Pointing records
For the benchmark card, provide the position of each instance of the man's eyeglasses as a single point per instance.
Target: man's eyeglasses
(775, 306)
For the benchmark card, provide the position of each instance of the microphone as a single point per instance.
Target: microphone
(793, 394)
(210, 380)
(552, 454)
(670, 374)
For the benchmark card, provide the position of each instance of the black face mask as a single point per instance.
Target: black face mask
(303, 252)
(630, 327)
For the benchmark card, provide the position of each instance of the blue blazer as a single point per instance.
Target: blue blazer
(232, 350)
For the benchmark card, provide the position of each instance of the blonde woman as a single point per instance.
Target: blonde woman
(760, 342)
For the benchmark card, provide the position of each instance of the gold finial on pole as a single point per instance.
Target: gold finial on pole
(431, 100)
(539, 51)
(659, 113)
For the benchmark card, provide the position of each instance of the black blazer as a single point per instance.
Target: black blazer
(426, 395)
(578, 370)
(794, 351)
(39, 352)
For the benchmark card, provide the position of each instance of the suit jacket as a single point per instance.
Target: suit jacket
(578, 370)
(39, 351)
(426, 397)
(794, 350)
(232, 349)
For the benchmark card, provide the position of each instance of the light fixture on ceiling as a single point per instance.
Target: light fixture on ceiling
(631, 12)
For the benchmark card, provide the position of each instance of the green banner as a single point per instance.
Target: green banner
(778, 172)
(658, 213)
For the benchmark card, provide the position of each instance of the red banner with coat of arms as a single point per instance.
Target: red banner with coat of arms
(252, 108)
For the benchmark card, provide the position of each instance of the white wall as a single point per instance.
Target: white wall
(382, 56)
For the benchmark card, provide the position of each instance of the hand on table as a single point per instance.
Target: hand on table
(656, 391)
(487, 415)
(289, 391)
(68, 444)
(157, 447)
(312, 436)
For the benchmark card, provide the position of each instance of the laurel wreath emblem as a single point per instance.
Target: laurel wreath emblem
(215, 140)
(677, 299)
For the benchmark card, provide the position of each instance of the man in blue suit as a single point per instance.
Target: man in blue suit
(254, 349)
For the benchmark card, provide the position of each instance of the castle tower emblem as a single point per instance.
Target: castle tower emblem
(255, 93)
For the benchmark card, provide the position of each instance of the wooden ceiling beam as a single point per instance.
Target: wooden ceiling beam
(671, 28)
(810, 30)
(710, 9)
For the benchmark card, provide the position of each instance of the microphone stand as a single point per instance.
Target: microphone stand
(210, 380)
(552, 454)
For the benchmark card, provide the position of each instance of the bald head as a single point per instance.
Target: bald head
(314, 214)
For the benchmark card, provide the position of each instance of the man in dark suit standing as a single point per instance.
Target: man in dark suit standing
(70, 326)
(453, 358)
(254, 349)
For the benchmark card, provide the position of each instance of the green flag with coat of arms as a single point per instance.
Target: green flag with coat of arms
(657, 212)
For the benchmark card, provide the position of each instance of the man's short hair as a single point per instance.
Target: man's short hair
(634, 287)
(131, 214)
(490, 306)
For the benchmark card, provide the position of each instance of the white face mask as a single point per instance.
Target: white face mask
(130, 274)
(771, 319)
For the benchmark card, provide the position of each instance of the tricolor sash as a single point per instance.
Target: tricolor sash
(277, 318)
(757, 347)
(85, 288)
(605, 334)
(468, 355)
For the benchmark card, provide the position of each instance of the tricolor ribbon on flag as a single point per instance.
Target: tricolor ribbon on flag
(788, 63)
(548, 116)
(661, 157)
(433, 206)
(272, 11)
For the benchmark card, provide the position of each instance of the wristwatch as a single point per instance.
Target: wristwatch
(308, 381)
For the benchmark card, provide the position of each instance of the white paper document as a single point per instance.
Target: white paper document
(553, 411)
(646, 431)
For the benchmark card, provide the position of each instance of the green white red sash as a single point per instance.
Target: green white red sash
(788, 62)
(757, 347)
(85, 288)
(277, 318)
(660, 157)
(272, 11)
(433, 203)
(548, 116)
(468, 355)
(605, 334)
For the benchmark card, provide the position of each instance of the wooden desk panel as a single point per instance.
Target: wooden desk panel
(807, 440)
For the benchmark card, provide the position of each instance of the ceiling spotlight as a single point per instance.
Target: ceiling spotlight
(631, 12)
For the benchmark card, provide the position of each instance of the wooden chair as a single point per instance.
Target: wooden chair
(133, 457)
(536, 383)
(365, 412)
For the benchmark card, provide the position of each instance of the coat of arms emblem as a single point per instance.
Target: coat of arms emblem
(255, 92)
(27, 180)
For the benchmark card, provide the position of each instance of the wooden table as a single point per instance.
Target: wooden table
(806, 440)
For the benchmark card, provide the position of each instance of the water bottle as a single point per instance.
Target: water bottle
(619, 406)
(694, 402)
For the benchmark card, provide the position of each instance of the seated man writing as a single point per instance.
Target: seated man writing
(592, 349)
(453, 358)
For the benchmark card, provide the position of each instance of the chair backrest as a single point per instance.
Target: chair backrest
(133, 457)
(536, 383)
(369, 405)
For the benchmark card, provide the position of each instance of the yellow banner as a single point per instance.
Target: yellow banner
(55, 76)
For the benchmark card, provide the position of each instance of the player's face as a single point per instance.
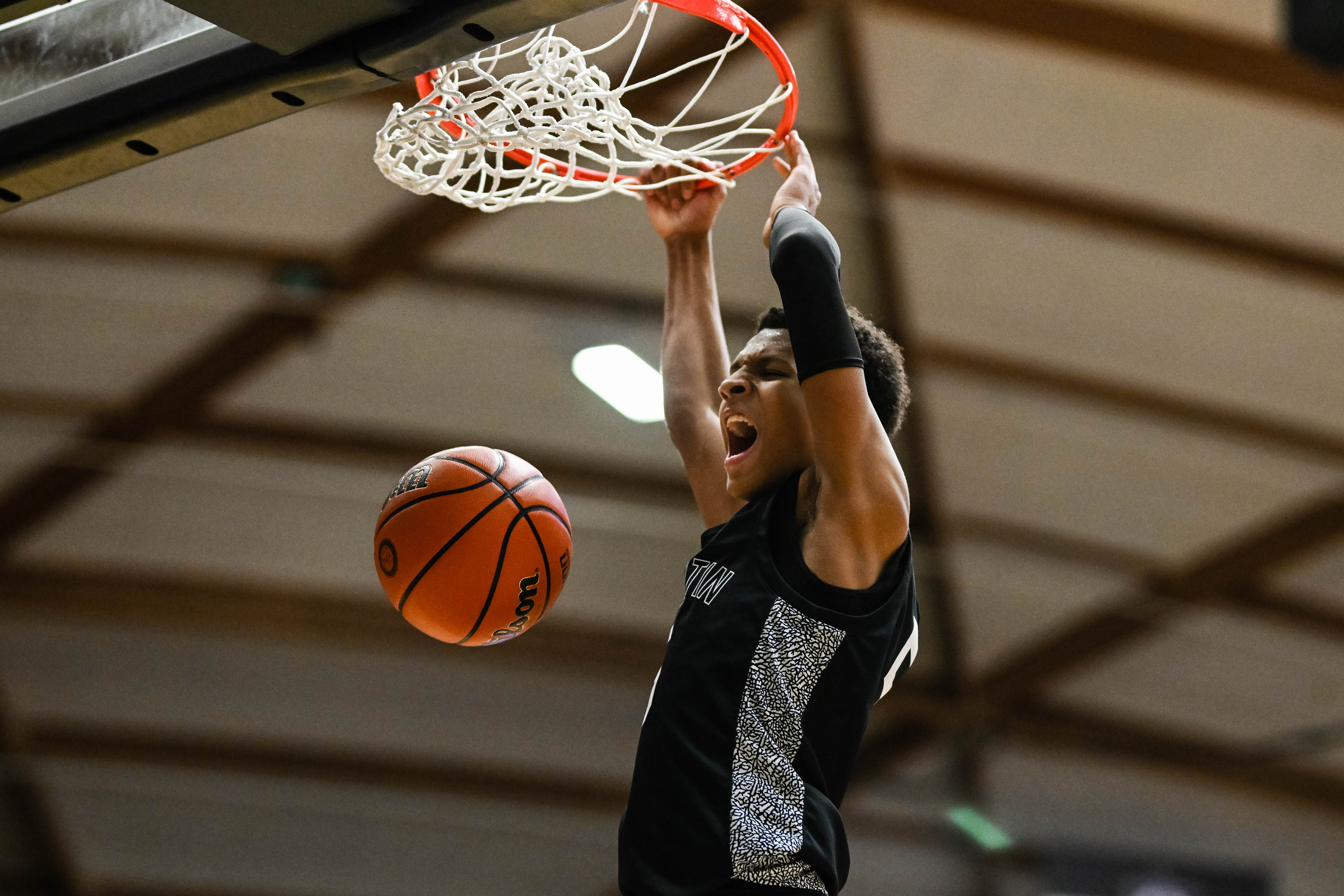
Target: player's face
(763, 417)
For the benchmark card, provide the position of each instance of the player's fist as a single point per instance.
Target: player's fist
(682, 209)
(800, 182)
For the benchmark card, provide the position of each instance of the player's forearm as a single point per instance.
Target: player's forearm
(695, 355)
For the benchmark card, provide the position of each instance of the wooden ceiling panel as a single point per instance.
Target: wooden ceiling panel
(96, 327)
(136, 828)
(1220, 674)
(302, 183)
(1117, 480)
(1008, 598)
(1116, 808)
(1084, 120)
(249, 519)
(28, 440)
(1124, 310)
(1319, 577)
(443, 705)
(1256, 19)
(416, 362)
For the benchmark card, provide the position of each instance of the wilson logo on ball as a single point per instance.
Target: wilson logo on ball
(416, 479)
(526, 592)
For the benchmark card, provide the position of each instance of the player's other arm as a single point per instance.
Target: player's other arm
(695, 355)
(862, 503)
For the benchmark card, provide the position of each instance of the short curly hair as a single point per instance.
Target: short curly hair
(884, 366)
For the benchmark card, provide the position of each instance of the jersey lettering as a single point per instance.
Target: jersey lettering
(706, 580)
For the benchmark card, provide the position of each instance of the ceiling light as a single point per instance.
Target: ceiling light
(979, 828)
(623, 381)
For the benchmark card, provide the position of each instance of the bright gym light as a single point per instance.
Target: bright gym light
(979, 828)
(623, 381)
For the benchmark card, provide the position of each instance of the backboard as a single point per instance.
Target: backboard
(91, 88)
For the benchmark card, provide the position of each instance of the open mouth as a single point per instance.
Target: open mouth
(741, 434)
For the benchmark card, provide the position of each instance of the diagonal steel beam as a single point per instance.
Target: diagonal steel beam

- **WRITTEN REQUEST**
All records must be output exactly as they are, except for the pictures, which are left out.

- **SOLUTION BELOW**
For the benchmark card, provide the position of each instance of the man's eyeglasses as a single point per instance.
Target: man's eyeglasses
(775, 306)
For the benchmark card, provide the position of each instance of the microphone as a single point per instance.
Target: microphone
(793, 394)
(210, 380)
(552, 454)
(670, 374)
For the benchmark card, provide the position of each instance of the black face mask as a single point per instance.
Target: black face mask
(303, 252)
(630, 327)
For the benchmark card, provide the position of each instance of the blue blazer as a single point per instance.
Target: blue blazer
(232, 350)
For the benchmark card, provide the position of each instance of the blonde woman as a single point per instance.
Target: blonde woman
(760, 342)
For the benchmark card, provide the position of each instance of the gold finial on pole as a single point per instance.
Target: gold finial on pole
(431, 100)
(539, 51)
(659, 113)
For the benchmark card, provide the position of each instance of the black blazer as a single point per instance.
Target: black blazer
(426, 395)
(578, 370)
(794, 351)
(39, 352)
For the benchmark card, provide the position of each instance of the suit jacket as a single point per instance.
Target: suit jacket
(578, 370)
(39, 351)
(426, 397)
(794, 350)
(232, 349)
For the benchmark card, provide the position of each instance of the light fixture on ceiling as a single point per instance.
Target: light fixture on ceiling
(631, 12)
For the benchmark card, provide the position of each instance of the green banner as a single point per instance.
Target: green banner
(778, 172)
(658, 213)
For the benchmark card, provide the position of each instance of the red banner with coat of arms as a single point per instance.
Target: red banner with coat of arms
(252, 108)
For the benchmark card, provide the position of each instance of the white wall as a single point per instance.
Target: white wall
(382, 56)
For the benchmark card, provide the position of each instance of the hand on table as a single point per instance.
Target: hand on table
(656, 391)
(487, 415)
(289, 391)
(68, 444)
(157, 447)
(312, 436)
For the benchmark card, provide the position of each instance of the laurel wreath emblem as a single point per instance.
Target: laurel wreath emblem
(215, 140)
(677, 299)
For the benchmark card, provide the position of each instance of the man in blue suit as a single point per instance.
Target: man in blue suit
(254, 349)
For the benchmark card, provide the position of each instance of the castle tower emblem as a single point per instance.
Target: castle tower emblem
(255, 93)
For the benchmark card, provide the position of each instance of the wooden ceiling beam as a single point per instance.
Target: wooden ceiling beam
(671, 28)
(810, 30)
(710, 9)
For the benchmark card, provide the position of each instance of the microphone stand as a single point per instance.
Target: microphone stand
(210, 380)
(552, 454)
For the benchmark card, provide the position of each instance of the bald head as a single point per instance.
Target: bald head
(314, 214)
For the benchmark card, provide the position of each instance of the man in dark suit standing as a single point per instance.
Target: man in dark suit standing
(70, 326)
(453, 358)
(254, 349)
For the benchmark card, provide the position of each instance of the green flag with coat of arms as a single point per instance.
Target: green flag with coat of arms
(657, 212)
For the benchmark card, provide the position of each instance of the man's short hair as a single point per instance.
Target: man's short hair
(634, 287)
(131, 214)
(490, 306)
For the benchmark card, provide the position of each instance of the white face mask as a single point per instance.
Target: white face mask
(130, 274)
(771, 319)
For the benchmark card, provide the position of each instance of the tricolor sash as a single point per instance.
Target: tricolor sash
(277, 318)
(757, 347)
(85, 288)
(605, 334)
(468, 355)
For the benchmark card, provide the position of each instance of the tricolor ribbon on flag as a single point per instance.
Target: tricolor ribbon on flag
(788, 63)
(548, 116)
(661, 157)
(433, 206)
(272, 11)
For the benchmark card, provide the position of each instance of the wristwatch as a single point per instance.
Target: wristwatch
(308, 381)
For the benchmark card, provide the position of each instance of the white paper document as a single point per instance.
Target: white paper document
(553, 411)
(646, 431)
For the benchmark card, provide the position of each instance of the green white red sash as a single point per instance.
Target: green white red sash
(788, 62)
(757, 347)
(85, 288)
(277, 318)
(660, 157)
(272, 11)
(433, 203)
(548, 116)
(468, 355)
(605, 334)
For the benchmark card, provide the position of each instance of the wooden desk panel as a single point per instance.
Target: wooden desk panel
(807, 440)
For the benchmark card, provide the position of each instance of the ceiling spotlight as a single point per instance.
Target: ceiling spotlight
(631, 12)
For the benchmark card, provide the position of each instance of the wooden chair as a single point per instance.
Target: wooden chair
(133, 457)
(536, 383)
(365, 412)
For the benchmark card, provide the position of each instance of the coat of arms emblem as a single point per instance.
Target: coat of arms emblem
(255, 92)
(27, 180)
For the benchmark card, provide the position of each instance of the wooden table as a single point per instance.
Target: wooden table
(806, 440)
For the benchmark card, provide the position of each instance of the water bottle as a single point per instance.
Target: water bottle
(619, 406)
(694, 402)
For the benchmark card, provide the position of each instance of the seated man writing as a single point per instance.
Target: seated man writing
(592, 349)
(453, 358)
For the benchmark card, provide the position of each instance of the chair backrest as a single point per instance.
Target: chair backrest
(133, 457)
(536, 383)
(369, 405)
For the benchmark card, provide the position of each instance of the yellow banner as a single point per instance.
Target: yellow banner
(55, 76)
For the benchmark card, provide the position of each instance of the player's face as a single point per instance.
Target: player's face
(763, 417)
For the benchmark card, provide the position of each instance of the player's fist as a single point per instance.
Target: player's fist
(682, 209)
(800, 182)
For the benchmark card, provide the position of each instance of the player's forearm as a single point per instance.
Target: player's forearm
(695, 355)
For the benchmark card, provide the position of each instance of the wooden ceiling panel as a single point per instance.
Target: wooden ceiling panel
(96, 327)
(136, 828)
(1220, 674)
(302, 183)
(1117, 480)
(1008, 598)
(1116, 808)
(1084, 120)
(249, 519)
(28, 440)
(1124, 310)
(1319, 577)
(443, 705)
(1256, 19)
(416, 362)
For the benchmark card, provide the position of each instance of the wilson logo on ball as a single point per instance.
Target: wilson logo on ball
(416, 479)
(526, 592)
For the benchmark card, provide the position of each instance of the player's other arm as a single point per instance.
Target: player's other arm
(695, 355)
(862, 503)
For the benchmark card, provide the position of each instance of the short curly hair as a single point per instance.
Target: short curly hair
(884, 366)
For the benchmark card, provide the position of each instance of the jersey lettering as a single point per instance.
Target: jersey lettering
(706, 580)
For the benchmark card, provide the position of each instance of the ceiling light as a single point per instance.
Target: ceiling light
(979, 828)
(623, 381)
For the benchmark card, provide the position of each instance of the bright gym light as a single point per instance.
Target: bright gym light
(979, 828)
(623, 381)
For the benchmark card, provide the position of each instance of the backboard as a single point per instance.
Target: backboard
(91, 88)
For the benchmark card, provide the position of each instance of the open mouth as a single point per instance.
Target: open mouth
(741, 434)
For the benchmark card, provide the position of each instance of the diagonal steel beam as a single point per instance.
Target: diagonal steel beam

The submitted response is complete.